7. | Parental Advisory. |
If SUPPLIER provides APPLE, in writing, an appropriate parental content advisory rating about a particular Video in the Content File, then APPLE shall display such parental advisory when other information about such Video is displayed before a Sale is initiated. SUPPLIER shall be solely responsible for determining parental advisory warning status and any need therefor. APPLE’s casual or inadvertent failure to display such advisory shall not be deemed a breach hereof.

(Entries from a dataset)
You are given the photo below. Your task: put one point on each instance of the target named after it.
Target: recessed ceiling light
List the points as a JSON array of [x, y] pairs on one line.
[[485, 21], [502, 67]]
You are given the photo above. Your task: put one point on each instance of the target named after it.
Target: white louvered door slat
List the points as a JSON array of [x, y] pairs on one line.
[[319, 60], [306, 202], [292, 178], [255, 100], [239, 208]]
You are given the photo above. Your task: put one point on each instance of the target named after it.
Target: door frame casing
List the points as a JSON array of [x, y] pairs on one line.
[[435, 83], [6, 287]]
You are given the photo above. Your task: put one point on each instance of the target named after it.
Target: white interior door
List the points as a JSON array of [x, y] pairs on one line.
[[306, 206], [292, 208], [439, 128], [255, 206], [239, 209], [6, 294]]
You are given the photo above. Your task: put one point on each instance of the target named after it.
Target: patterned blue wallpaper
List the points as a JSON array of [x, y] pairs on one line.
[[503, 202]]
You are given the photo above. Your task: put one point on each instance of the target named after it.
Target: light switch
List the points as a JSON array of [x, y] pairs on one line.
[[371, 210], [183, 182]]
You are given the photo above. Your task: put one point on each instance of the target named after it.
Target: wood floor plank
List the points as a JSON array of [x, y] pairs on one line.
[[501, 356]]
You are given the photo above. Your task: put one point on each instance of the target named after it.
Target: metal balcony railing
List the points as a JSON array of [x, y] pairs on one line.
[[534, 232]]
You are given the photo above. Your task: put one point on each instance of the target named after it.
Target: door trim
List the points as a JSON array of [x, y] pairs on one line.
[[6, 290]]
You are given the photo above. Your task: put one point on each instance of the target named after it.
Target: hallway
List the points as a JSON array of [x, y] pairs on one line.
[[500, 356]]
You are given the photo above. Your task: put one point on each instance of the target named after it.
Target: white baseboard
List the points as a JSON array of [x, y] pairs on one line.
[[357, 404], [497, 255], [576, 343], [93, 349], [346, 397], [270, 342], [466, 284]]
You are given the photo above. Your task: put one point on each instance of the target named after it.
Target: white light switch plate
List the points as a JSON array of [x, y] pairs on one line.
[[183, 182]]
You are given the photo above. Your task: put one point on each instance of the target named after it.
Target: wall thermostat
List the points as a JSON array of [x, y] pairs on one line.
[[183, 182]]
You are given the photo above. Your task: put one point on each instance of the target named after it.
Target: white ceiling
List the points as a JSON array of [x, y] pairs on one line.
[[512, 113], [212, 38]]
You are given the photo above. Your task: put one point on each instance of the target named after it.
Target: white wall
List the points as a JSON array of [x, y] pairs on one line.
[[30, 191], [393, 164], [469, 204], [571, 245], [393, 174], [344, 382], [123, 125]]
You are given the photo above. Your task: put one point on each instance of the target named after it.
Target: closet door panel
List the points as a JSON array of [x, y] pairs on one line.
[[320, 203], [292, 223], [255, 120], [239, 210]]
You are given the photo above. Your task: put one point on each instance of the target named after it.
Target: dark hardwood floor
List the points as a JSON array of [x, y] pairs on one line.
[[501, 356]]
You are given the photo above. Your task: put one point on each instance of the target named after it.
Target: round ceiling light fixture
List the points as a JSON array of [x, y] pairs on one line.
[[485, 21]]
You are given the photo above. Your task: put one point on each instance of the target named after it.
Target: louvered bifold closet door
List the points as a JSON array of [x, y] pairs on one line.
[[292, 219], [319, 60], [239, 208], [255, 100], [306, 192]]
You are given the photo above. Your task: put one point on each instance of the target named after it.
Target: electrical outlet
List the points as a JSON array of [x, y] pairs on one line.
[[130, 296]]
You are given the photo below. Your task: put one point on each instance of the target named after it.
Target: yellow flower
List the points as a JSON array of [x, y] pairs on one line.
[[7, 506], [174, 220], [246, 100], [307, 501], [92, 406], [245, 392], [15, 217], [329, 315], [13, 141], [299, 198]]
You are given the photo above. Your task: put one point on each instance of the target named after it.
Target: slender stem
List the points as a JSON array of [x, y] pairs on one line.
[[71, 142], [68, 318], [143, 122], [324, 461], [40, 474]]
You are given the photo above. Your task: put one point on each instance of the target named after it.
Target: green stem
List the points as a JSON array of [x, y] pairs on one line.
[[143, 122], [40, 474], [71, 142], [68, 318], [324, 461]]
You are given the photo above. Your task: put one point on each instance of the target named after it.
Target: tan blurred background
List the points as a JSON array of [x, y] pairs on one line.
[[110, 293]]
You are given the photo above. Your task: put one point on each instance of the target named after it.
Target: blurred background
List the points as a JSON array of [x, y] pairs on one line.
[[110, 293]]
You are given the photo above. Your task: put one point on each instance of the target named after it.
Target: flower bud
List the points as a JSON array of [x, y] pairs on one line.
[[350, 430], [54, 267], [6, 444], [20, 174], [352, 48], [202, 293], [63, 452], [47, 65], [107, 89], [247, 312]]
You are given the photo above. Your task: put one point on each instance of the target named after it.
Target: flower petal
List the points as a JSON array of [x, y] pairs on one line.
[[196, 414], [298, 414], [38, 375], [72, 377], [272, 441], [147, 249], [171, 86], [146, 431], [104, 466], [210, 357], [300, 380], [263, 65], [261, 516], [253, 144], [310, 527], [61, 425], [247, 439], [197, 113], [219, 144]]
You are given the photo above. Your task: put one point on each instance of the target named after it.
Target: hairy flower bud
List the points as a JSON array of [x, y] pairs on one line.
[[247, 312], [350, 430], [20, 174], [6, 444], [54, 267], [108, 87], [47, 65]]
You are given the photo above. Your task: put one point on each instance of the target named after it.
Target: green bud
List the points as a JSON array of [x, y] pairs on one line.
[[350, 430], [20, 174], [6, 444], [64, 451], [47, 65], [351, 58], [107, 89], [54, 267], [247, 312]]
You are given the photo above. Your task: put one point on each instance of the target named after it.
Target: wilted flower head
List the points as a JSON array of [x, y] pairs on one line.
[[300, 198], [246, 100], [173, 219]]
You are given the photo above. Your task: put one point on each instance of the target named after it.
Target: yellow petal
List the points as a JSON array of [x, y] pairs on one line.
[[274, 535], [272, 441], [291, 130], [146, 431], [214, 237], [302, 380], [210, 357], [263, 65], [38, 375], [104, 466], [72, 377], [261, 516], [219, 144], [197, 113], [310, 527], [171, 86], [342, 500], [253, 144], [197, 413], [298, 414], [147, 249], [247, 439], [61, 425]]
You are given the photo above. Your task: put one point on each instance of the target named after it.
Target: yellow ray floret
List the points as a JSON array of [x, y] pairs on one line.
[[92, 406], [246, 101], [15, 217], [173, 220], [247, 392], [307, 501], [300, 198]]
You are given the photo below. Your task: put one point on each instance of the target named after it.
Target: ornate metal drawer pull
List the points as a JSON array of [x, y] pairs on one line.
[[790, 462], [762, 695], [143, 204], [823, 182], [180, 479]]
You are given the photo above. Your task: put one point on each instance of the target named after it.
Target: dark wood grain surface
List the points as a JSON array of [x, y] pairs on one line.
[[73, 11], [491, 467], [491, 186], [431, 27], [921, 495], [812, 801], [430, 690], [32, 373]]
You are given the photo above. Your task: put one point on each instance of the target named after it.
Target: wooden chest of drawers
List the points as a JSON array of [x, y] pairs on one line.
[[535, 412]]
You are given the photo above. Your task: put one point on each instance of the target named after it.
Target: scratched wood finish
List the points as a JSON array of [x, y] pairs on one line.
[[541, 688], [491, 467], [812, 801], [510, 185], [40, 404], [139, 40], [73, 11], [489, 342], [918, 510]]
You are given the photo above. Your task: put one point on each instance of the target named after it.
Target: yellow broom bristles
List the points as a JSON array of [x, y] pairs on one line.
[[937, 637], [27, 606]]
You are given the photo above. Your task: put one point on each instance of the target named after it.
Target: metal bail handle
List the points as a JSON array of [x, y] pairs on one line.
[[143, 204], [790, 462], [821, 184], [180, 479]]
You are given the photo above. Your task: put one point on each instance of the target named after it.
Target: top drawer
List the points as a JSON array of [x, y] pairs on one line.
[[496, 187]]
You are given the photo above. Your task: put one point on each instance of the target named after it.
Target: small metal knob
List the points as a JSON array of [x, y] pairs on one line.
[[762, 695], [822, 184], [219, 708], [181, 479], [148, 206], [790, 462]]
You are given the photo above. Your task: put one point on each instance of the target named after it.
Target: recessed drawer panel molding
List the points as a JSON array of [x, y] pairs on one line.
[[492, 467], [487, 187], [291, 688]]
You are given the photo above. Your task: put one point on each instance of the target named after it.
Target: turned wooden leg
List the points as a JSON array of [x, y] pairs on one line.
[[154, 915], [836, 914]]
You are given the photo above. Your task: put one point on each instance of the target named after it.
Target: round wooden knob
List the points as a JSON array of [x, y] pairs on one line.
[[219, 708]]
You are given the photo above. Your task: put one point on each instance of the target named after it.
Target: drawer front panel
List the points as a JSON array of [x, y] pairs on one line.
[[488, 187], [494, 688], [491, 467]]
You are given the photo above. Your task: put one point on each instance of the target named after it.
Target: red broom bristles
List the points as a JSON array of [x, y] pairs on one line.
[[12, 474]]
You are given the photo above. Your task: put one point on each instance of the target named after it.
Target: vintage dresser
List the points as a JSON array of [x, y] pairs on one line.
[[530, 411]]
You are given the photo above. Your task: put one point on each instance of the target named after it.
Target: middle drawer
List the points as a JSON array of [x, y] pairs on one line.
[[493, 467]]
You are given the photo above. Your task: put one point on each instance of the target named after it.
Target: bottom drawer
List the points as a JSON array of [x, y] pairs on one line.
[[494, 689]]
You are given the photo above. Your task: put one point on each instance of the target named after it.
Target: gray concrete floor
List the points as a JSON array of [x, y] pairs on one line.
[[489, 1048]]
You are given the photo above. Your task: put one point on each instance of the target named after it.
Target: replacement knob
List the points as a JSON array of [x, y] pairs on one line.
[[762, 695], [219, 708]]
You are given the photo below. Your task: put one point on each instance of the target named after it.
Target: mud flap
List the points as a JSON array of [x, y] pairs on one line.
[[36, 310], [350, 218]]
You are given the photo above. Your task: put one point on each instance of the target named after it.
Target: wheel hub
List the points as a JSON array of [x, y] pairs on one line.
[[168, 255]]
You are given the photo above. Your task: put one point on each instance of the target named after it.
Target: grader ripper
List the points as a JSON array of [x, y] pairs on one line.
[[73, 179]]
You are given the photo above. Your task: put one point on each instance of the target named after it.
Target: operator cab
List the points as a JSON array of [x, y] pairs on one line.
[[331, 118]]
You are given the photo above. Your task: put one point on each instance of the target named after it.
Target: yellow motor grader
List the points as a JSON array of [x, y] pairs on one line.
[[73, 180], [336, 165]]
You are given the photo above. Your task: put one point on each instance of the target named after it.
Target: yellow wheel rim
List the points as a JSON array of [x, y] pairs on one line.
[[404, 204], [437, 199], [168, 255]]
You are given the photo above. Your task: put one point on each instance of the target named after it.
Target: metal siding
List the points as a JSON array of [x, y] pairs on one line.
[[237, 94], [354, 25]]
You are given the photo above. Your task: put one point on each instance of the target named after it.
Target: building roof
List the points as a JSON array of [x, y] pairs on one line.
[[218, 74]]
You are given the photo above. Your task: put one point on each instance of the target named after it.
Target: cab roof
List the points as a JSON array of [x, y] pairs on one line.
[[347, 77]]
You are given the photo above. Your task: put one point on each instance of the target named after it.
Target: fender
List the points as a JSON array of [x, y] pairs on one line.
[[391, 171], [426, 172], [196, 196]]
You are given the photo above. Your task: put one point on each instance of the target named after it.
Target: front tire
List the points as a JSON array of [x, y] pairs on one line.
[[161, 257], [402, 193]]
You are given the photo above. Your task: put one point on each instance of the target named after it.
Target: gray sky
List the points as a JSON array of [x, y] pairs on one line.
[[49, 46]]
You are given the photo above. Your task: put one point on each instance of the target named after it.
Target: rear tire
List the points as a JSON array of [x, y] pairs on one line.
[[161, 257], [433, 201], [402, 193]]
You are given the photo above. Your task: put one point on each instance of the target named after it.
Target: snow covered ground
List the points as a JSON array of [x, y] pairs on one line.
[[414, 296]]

TASK SET:
1. List every capitalized term that appears in the middle of a sentence in the body of the parental advisory clause, not counting the heading.
2. Pull out every line of the rows that contains the word "wooden". Case counts.

SOLUTIONS FOR EACH TASK:
1.
SUPPLIER
APPLE
Video
Content File
Sale

2.
Target: wooden chest of drawers
Target: turned wooden leg
Target: round wooden knob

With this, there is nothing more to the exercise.